• Text block:
Kathleen Castles hadn't run a marathon since 2008 until she decided to train for Myrtle Beach's. But anybody who saw her performance Saturday in the 14th Bi-Lo Myrtle Beach Marathon would be hard-pressed to believe it.
Castles became the first woman to cross the finish line first in the race, covering the 26.2 miles in 2 hours, 40 minutes, 11 seconds, and besting her closest male competitor by more than three minutes.
"I still can't believe it," she said after the race. "...I'm just euphoric."
She's now headed to the Olympic trials in Houston to compete for a spot on the U.S. team.
But for most of the thousands who hit the streets Saturday, the marathon wasn't about winning - for many it wasn't even about running - it was about meeting a goal.
Ralph Walter finished in 1,737th place, but he finished, and that's what's important. "Finishing was our big goal," said Walter, of Portsmouth, Ohio.
Walter, who suffered a heart attack last year, and his long-time friend Ken Brown, of Huntington Beach, W.Va., who is recovering from prostate cancer, were the last people to cross the marathon's finish line, more than five hours after Castles.
The pair in their 60s walked for much of the 26.2 miles and finished the race about eight hours after they started.
Walter said he suspected Brown, who ran marathons years ago, could have run much more of the course and finished long before him, "but he's keeping me company back here."
But Brown disagreed.
"This is a good pace for both of us," he said.
And along the 26 miles the pair saw many others who were a part of the marathon.
"You're doing great!" and "Good job!" rang out from Kathy Young at the mile six water station, despite the pace of the marathoners.
Young, a member of the Myrtle Beach Chapter of the Harley Owners Group, has helped at the group's water station for the last five years.
"This way I'm part of it but I didn't have to run," she said, laughing.
She said she likes cheering on the runners, though it means getting to the station at 5 a.m.
"They need to hear the encouragement," she said.
Casey Koerner, the group's director, said that though manning a marathon water station might not seem like a typical biker activity, the members enjoy doing it.
"We always have a good time," he said. "We're all a part of the community and this is a way for us to do something for the community."
Besides the cheers, applause, water and other sustenance the marathoners got at official water stations, there was also something else to keep them going on Saturday: prayer.

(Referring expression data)

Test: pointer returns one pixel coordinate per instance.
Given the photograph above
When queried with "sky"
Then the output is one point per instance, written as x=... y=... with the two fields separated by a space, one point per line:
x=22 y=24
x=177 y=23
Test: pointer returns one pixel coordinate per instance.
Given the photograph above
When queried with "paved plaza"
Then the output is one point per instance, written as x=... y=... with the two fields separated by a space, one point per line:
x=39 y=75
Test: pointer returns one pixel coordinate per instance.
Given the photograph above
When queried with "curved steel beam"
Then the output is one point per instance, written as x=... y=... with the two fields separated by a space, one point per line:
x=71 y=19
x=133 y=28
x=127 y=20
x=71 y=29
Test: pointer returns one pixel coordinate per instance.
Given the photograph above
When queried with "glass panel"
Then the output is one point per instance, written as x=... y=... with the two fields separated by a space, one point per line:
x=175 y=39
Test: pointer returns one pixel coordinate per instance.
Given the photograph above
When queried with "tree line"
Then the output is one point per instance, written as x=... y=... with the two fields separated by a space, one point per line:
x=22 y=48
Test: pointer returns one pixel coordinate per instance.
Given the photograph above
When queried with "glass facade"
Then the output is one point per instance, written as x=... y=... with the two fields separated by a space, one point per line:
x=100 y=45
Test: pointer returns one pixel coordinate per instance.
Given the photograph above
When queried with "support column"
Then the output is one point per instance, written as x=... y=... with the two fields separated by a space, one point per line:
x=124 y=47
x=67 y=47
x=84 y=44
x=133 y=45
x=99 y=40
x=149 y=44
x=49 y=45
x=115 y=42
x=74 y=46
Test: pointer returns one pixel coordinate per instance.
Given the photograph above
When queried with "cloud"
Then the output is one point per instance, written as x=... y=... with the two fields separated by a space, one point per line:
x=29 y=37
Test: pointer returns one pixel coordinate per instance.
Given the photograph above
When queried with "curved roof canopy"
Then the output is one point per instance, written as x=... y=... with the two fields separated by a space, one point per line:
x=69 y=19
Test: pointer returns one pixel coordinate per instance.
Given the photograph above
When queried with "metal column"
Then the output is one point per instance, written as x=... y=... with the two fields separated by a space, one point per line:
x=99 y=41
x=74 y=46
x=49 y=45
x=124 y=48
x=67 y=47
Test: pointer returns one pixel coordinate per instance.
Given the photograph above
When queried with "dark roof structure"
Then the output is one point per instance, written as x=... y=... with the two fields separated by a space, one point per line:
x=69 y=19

• Apply what you read:
• a. Rewrite the marathon article from "Walter, who suffered" to "hours after Castles.", changing "long-time friend" to "old friend".
• b. In the marathon article, what was Kathleen Castles's finishing time?

• Answers to the exercises:
• a.
Walter, who suffered a heart attack last year, and his old friend Ken Brown, of Huntington Beach, W.Va., who is recovering from prostate cancer, were the last people to cross the marathon's finish line, more than five hours after Castles.

• b. 2 hours, 40 minutes, 11 seconds